• **Instructions to follow**: What is needed is every line of the material that contains "made".

===== Given records =====

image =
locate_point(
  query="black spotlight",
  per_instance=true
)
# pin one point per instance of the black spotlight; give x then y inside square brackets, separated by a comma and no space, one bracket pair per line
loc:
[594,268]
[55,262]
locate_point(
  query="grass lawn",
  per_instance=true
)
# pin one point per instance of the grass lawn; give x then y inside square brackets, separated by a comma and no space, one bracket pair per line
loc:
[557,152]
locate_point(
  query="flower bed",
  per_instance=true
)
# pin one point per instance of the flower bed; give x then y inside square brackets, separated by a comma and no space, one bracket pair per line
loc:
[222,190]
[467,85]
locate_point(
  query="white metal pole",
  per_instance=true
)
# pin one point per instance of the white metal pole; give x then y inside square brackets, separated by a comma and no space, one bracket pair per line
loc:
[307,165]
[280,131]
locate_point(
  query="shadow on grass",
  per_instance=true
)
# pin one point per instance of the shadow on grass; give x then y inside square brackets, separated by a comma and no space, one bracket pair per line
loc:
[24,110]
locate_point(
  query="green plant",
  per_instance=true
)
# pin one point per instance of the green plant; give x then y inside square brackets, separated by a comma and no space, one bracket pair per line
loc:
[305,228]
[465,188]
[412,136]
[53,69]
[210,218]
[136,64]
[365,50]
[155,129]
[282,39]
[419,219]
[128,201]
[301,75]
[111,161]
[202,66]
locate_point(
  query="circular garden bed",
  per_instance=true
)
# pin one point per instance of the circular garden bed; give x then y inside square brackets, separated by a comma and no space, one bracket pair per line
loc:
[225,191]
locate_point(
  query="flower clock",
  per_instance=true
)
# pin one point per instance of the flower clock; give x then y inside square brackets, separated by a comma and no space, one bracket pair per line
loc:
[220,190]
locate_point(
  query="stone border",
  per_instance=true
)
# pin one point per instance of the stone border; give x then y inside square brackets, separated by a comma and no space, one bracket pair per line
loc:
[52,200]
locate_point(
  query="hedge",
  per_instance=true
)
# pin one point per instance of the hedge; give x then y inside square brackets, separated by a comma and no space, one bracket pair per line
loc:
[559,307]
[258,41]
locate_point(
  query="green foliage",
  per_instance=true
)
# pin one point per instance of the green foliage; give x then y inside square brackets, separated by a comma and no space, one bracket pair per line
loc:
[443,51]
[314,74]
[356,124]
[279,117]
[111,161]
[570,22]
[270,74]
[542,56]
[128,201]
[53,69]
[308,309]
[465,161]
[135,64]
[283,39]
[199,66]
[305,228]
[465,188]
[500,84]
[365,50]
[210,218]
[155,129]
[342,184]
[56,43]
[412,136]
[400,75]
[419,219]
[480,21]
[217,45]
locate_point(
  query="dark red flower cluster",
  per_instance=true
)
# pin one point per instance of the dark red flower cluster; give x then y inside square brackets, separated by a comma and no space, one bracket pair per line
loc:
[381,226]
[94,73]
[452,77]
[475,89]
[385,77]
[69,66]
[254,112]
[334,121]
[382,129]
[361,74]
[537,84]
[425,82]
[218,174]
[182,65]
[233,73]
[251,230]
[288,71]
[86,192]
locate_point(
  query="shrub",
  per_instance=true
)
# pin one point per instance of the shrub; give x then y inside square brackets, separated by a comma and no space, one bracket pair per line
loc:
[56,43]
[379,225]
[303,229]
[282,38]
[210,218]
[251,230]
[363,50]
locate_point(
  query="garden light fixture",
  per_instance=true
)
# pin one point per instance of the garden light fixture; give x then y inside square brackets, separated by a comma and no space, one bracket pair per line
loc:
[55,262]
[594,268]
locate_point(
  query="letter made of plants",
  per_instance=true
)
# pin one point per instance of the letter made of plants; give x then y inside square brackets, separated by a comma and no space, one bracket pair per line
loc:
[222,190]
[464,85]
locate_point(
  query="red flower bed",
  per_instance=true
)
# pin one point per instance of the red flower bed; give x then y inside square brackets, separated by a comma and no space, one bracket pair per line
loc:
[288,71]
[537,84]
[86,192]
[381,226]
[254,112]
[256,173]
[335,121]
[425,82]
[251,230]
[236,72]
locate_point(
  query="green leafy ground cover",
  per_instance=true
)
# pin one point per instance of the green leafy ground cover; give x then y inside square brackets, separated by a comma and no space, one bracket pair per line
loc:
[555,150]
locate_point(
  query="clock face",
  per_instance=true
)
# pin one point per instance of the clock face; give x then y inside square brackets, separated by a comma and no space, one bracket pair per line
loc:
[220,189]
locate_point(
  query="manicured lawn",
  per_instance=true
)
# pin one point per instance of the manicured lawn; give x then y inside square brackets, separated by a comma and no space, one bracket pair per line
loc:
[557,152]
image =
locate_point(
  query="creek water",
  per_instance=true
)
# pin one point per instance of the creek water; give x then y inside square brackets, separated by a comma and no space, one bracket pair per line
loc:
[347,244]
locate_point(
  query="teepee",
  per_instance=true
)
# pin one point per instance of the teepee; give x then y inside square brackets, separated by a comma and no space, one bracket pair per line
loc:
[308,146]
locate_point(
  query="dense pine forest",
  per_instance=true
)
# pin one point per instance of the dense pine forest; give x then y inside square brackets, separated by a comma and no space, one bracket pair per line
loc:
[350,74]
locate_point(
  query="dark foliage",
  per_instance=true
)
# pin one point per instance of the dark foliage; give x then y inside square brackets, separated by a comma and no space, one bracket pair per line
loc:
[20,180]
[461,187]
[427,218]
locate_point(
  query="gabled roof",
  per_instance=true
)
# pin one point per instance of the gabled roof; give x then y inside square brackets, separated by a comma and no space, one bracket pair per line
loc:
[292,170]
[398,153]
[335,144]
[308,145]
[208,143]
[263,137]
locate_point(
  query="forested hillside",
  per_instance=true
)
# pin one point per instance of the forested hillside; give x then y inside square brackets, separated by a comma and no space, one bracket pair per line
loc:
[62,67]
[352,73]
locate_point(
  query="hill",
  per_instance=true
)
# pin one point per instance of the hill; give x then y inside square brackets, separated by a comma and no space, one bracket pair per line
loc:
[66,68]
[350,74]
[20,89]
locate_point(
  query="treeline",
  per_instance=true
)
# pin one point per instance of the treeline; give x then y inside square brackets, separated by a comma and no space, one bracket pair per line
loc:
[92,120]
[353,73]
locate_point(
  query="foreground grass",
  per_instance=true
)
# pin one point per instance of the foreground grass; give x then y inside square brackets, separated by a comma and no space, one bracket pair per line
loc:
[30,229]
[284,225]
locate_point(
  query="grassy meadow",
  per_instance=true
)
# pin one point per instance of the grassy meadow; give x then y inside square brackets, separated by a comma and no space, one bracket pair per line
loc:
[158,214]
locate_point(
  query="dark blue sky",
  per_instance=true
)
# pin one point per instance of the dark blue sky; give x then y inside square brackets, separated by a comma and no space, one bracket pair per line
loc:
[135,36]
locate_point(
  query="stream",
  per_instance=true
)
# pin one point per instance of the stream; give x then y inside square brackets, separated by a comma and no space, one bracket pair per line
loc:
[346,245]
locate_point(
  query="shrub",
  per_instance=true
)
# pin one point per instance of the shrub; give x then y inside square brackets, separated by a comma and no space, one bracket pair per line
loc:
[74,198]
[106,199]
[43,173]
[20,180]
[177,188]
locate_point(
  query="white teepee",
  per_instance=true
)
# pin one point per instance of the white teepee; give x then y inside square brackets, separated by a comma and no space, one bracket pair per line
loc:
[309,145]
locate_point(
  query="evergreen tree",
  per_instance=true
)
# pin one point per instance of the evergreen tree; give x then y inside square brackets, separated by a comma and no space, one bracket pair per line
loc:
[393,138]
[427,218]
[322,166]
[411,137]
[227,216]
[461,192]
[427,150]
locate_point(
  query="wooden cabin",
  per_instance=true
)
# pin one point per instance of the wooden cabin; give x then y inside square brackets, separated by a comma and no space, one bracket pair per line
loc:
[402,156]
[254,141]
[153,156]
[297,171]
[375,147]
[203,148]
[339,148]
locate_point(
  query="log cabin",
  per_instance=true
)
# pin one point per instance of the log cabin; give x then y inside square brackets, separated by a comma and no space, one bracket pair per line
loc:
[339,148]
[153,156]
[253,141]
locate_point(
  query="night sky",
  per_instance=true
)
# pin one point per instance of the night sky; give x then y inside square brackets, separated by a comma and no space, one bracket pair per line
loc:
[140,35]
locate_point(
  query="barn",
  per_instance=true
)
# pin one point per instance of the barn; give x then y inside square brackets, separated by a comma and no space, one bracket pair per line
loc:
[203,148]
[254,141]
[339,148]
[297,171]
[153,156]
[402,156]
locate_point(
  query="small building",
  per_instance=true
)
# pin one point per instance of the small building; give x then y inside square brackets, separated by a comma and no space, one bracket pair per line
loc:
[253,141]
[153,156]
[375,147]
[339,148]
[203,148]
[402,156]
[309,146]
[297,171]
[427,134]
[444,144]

=====

• **Solution for this task**:
  query="letter made of plants",
# pin one point per instance of the letter made of plants; give x then y inside square brackets, separated by a comma and no space, one bracket pair per line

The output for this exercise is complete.